Activity
Retype, word for word, each line between the lines holding "facade, writing one line per instance." and "The component shall locate one point per instance of the window", inclusive, and leave the rest of the data alone.

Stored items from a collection
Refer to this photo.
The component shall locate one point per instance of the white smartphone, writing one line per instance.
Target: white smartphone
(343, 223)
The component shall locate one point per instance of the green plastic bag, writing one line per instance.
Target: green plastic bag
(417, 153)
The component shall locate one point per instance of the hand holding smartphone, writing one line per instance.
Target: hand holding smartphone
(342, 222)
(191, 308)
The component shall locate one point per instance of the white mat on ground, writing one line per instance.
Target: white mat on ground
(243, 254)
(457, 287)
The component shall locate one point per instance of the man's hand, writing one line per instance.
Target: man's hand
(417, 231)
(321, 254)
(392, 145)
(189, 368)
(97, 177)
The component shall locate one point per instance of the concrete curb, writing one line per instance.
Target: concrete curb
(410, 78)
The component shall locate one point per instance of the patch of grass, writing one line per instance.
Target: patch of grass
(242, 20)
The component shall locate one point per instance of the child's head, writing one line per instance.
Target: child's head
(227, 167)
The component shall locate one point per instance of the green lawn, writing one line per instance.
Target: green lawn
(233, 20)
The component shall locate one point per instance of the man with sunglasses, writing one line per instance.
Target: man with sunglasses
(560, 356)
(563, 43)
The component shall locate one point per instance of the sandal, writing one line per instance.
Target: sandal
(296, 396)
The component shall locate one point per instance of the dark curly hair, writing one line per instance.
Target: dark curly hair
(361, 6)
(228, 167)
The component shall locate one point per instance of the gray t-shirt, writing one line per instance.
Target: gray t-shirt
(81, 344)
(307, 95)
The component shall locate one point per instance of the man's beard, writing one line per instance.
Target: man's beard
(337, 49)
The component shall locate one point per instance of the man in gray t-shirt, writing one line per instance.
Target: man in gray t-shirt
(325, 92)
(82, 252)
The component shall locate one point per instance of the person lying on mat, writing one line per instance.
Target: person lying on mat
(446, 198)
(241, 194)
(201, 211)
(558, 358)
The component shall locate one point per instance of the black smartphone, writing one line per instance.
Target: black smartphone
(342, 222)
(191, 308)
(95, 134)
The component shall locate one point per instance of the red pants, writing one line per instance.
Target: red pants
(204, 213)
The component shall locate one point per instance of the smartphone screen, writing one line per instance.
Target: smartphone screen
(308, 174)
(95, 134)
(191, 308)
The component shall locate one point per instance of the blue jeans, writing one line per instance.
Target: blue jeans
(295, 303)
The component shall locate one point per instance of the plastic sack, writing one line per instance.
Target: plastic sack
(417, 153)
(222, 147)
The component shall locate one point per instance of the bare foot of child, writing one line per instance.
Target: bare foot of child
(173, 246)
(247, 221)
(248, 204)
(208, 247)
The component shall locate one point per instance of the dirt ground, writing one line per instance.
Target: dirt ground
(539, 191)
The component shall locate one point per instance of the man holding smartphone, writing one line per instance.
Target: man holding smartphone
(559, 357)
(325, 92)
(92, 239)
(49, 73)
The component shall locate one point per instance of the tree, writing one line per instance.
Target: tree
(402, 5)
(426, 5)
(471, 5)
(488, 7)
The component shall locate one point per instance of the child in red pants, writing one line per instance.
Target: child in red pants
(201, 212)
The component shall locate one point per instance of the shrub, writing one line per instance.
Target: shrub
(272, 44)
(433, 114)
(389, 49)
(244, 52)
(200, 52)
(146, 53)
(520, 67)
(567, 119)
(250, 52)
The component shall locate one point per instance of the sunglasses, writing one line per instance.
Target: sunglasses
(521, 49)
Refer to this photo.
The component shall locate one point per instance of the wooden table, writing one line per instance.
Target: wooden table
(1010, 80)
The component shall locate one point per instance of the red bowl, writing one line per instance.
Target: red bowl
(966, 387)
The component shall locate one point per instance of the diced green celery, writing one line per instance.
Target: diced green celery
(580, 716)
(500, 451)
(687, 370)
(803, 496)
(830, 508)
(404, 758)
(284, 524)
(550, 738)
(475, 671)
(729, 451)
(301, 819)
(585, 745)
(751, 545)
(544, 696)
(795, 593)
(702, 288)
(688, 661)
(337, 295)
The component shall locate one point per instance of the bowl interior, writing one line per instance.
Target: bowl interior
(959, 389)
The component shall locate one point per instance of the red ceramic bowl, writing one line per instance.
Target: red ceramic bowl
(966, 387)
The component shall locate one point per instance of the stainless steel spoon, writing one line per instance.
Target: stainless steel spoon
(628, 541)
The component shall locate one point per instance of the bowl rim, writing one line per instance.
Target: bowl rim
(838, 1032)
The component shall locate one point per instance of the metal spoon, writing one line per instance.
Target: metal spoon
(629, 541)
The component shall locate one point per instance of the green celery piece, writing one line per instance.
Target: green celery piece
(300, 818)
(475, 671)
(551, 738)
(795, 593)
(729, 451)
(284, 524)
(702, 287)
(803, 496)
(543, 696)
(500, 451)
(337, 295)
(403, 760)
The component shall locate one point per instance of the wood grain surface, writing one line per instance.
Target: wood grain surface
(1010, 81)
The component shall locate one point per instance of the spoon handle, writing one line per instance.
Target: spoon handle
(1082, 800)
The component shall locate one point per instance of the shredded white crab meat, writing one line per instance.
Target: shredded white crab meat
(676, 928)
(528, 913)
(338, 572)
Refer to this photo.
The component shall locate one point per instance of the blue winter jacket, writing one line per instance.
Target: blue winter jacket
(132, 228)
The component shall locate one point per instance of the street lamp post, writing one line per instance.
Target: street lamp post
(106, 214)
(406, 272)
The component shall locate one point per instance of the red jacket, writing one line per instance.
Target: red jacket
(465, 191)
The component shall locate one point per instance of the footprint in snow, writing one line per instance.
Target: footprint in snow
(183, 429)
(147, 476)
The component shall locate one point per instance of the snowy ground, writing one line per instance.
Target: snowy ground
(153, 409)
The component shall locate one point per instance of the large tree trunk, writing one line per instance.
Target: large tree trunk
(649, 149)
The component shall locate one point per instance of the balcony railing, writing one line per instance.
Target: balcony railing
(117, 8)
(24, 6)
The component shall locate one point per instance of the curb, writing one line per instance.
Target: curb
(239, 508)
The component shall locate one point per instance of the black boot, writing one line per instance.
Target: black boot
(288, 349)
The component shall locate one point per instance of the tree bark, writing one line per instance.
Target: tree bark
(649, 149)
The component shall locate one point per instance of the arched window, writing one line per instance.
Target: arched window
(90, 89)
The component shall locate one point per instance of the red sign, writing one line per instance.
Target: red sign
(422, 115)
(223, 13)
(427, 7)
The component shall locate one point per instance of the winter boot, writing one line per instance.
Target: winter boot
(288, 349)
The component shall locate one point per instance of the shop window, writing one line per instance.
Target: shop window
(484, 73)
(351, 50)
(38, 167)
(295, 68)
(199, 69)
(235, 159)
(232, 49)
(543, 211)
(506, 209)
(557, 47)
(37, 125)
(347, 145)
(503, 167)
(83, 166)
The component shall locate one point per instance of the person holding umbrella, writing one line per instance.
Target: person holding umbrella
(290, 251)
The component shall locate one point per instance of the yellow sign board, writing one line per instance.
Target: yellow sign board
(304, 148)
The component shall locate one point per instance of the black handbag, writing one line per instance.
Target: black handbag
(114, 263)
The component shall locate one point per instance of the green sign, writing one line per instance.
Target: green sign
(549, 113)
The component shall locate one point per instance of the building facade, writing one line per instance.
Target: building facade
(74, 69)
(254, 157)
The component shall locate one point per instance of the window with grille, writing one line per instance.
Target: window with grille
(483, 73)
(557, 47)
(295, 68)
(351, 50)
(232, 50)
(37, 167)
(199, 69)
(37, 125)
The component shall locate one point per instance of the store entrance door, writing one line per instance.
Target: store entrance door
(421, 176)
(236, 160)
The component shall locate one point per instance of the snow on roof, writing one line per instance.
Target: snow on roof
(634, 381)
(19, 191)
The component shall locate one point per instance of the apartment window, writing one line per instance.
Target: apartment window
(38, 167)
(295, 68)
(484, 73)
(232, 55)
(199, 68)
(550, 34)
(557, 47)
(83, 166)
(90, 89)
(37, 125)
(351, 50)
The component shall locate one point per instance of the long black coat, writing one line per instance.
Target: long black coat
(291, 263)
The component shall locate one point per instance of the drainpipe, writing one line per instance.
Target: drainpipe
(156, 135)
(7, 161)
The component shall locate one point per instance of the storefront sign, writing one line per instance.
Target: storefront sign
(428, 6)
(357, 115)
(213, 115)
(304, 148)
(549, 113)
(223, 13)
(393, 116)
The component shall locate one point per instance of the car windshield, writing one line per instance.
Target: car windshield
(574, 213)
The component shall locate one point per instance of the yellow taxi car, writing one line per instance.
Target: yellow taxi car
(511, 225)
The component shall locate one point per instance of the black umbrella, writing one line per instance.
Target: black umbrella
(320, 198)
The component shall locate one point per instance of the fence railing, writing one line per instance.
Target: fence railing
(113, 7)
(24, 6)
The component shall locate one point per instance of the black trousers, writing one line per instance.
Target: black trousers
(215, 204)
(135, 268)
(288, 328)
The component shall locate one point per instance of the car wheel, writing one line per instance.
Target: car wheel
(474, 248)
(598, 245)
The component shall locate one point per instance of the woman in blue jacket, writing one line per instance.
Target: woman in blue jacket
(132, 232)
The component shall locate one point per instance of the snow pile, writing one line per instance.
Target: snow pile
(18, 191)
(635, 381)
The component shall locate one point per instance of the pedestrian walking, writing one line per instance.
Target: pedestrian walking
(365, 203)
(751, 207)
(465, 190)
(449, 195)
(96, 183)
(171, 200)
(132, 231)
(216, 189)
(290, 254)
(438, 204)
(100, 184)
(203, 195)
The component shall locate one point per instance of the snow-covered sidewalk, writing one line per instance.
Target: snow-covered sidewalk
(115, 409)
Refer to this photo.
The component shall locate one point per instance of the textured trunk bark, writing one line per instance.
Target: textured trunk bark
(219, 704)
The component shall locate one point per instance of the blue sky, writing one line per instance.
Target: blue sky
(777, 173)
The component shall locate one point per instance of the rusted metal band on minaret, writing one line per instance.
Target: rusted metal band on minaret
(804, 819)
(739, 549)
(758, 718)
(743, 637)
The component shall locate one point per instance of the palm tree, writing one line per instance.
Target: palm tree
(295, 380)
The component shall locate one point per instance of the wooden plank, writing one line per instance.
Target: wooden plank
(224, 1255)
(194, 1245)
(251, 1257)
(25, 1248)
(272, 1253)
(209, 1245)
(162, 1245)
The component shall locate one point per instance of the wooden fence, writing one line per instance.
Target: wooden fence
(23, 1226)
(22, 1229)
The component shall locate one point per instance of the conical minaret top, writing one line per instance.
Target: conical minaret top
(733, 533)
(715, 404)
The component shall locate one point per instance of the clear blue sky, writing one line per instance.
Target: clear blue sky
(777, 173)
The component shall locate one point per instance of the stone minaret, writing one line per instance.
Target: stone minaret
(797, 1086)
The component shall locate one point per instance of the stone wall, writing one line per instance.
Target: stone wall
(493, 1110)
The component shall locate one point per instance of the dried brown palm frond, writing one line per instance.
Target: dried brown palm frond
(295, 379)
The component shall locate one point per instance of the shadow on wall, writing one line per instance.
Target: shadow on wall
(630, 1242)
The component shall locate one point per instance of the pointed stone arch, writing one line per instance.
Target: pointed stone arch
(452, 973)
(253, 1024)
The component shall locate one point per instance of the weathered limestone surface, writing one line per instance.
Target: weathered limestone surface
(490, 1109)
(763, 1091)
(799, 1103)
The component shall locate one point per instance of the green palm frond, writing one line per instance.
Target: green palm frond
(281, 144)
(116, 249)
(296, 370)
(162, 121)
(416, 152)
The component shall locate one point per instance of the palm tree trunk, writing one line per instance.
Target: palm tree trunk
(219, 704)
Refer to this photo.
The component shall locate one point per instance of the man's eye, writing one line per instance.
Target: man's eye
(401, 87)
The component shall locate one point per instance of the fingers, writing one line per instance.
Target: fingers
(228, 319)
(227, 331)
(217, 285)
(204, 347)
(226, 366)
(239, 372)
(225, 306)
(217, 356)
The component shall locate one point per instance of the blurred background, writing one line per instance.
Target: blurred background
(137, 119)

Solution for this task
The component shall locate one point per instance of the building facade, writing one line per instance.
Target: building facade
(74, 69)
(254, 157)
The component shall locate one point per instance of the window with grille, writing one line per instance.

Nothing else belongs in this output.